#### [Request]
Return each line of the records below that contains the string "wood", copied in full. Case counts.

#### [Input]
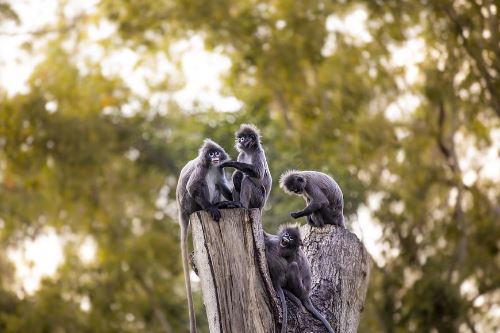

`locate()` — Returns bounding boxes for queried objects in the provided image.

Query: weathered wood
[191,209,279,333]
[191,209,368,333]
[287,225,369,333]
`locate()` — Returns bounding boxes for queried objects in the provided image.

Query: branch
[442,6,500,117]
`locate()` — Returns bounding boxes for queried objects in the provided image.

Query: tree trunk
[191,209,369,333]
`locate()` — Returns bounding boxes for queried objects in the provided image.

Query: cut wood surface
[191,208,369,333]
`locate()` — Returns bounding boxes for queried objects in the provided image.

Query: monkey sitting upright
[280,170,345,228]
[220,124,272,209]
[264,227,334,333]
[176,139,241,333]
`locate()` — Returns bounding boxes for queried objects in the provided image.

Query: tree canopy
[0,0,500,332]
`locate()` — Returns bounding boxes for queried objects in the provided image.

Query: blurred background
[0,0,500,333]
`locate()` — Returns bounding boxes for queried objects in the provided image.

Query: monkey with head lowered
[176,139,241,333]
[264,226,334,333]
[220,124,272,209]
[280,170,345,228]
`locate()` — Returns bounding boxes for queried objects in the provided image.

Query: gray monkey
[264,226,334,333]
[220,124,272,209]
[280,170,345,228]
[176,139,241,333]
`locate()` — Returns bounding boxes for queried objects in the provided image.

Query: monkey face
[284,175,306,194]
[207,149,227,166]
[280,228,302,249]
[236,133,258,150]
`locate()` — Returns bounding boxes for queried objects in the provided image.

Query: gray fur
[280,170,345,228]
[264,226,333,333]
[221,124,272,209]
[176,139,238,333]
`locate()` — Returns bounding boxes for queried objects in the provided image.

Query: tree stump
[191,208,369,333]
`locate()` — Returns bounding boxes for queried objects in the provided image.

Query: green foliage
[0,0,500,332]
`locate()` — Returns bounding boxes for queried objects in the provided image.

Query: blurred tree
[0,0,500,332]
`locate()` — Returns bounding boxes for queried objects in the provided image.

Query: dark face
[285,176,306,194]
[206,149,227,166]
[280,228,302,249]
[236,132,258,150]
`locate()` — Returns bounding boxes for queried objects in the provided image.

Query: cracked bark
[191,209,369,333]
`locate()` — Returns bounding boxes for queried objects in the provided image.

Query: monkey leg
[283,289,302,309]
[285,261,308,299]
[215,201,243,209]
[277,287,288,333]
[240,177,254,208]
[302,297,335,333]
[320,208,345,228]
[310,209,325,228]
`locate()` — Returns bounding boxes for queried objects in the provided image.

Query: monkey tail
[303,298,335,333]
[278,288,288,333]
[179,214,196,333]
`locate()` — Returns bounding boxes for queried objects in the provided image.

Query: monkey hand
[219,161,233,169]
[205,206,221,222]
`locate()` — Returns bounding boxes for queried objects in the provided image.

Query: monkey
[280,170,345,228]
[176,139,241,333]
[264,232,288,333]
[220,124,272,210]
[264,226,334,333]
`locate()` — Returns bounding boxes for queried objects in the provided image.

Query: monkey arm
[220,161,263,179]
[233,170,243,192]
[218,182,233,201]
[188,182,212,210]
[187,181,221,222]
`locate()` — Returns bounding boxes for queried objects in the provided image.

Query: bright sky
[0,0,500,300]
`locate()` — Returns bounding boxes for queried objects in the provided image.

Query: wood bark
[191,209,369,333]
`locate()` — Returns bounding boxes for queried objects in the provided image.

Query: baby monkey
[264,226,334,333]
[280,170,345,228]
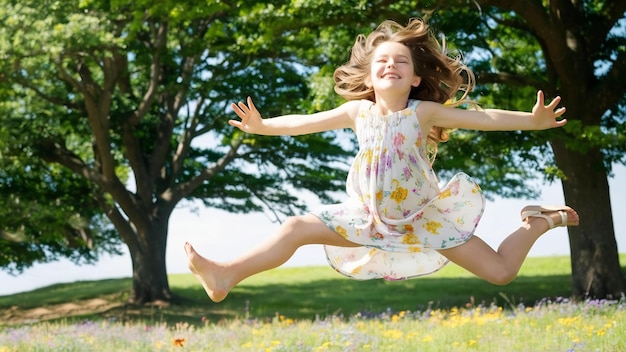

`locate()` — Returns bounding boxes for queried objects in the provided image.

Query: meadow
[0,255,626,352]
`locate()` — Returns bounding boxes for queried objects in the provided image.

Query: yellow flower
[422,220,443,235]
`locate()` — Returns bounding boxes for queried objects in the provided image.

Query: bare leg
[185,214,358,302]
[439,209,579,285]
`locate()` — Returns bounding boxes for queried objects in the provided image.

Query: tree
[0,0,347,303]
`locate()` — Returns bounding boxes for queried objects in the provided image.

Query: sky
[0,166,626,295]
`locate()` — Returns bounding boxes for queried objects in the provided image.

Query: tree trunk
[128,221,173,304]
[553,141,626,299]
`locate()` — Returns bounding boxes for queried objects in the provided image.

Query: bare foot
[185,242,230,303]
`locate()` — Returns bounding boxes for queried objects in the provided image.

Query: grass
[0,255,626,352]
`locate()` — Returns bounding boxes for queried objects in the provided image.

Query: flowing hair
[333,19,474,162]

#### [Finished exercise]
Query: weathered wood
Query: cut wood surface
Query: wood bark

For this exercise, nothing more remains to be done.